[Task prompt] The answer is a single number: the count of lines below in which the word "necktie" appears.

Segment Start: Dataset records

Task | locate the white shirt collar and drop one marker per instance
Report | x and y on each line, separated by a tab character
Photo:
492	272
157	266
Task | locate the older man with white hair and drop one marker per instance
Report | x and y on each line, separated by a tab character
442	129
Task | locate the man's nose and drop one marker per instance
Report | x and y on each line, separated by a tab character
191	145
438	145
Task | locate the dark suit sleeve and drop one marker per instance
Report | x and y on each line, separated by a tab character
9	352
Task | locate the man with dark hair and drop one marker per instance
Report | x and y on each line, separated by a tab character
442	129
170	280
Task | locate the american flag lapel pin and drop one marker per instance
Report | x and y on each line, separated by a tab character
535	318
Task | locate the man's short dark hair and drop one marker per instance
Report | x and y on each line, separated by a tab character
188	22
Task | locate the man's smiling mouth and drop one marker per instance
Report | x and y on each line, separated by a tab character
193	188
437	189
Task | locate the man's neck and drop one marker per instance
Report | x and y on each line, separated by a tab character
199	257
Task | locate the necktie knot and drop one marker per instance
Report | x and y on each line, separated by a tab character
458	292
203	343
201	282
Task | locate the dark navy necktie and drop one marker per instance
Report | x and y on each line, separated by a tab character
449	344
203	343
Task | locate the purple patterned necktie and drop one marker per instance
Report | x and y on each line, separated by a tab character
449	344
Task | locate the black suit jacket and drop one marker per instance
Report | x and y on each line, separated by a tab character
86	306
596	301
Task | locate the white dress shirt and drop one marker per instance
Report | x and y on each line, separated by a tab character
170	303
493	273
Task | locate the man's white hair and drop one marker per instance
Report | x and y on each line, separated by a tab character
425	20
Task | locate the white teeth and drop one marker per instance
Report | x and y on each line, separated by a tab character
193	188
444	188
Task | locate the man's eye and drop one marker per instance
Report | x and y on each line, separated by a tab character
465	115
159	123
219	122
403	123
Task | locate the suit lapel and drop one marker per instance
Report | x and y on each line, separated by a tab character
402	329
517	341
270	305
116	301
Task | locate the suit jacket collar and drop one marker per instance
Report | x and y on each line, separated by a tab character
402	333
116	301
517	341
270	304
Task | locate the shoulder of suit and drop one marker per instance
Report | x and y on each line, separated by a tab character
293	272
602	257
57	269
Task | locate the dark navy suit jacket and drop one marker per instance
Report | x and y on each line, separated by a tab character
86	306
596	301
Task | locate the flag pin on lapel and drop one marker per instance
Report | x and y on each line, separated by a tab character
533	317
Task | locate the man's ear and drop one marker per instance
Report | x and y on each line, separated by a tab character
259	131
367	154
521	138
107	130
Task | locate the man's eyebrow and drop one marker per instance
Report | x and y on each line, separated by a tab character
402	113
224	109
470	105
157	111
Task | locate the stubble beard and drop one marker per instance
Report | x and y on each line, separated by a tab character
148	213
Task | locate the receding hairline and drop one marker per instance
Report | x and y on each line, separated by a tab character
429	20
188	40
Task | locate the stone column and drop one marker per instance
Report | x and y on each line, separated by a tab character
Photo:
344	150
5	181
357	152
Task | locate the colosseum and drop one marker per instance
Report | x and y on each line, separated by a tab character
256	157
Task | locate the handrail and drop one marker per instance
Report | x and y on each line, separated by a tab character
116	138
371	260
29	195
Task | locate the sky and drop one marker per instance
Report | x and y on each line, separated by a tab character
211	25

Segment End: Dataset records

[Answer section] 3